## Exercise description
Carry on the passage about leaf-litter research at La Selva from its final sentence, leaving the items aside.

## Excerpted text
Meanwhile, the insects Terry McGlynn collects are a window onto how carbon flows through litter-eaters. His role in the network of Carbono scientists is to visit La Selva several times a year to gather specimens, then return to San Diego to carry out his research on detritivores. (Lopez, his lab tech, is one of many native Costa Ricans who keep the various experiments running year-round, maintaining continuous field data.) Since they’re eating what falls from the trees, he says, “The carbon that makes up the bodies of the animals in the litter, comes from the litter.”
“You say litterfall and people roll their eyes, especially population people who study things like tapirs and jaguars,” says David Clark. “But the forest is built around the trees—it starts with the trees. One of the first things trees do when stressed is lose their leaves.” So understanding litter, he says, is “like having your finger on the most basic pulse of the forest.”

## Listed entries
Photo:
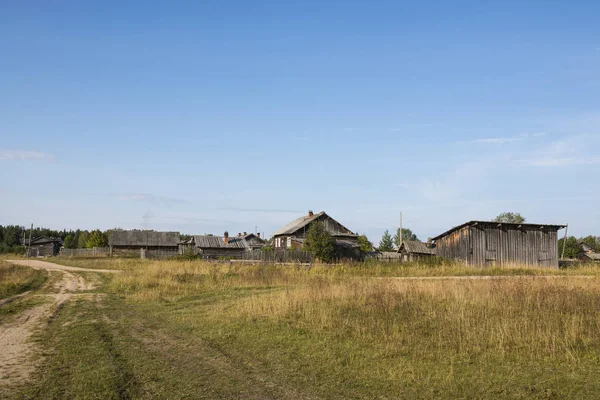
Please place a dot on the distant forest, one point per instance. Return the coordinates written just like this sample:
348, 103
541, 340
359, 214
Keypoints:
13, 237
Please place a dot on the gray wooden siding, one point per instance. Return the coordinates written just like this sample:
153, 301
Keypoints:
501, 245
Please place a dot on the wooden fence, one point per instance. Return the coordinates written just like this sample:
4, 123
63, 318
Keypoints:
286, 256
93, 252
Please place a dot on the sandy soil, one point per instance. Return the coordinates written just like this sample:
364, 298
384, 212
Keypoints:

## Output for this task
Despite the significance of tropical forests, they are so complex that scientists are only just beginning to understand them. There’s nothing to do but keep plowing forward with the research, and while the Clarks’ students, Deborah says, tend to worry that there’s too much work to do and the clock is ticking, she is, ultimately, optimistic. “I have many students who say, ‘We’re fried because nobody else has been doing these long-term observations, so we don’t know how generalizable these observations from La Selva are,’” says Deborah. “And I say, ‘We’re not fried. We have to be somewhat Zen about it.’”
It’s a slow process—figuring out the inner workings of a rainforest often involves devising experiments just to fill the holes in other experiments—and the forest may already be reaching a threshold. “Our working hypothesis right now,” says Oberbauer, who set up the original Carbono study with the Clarks and now runs the tower research, “is that trees are getting too warm to photosynthesize. The temperature optimum for these things is not very high.”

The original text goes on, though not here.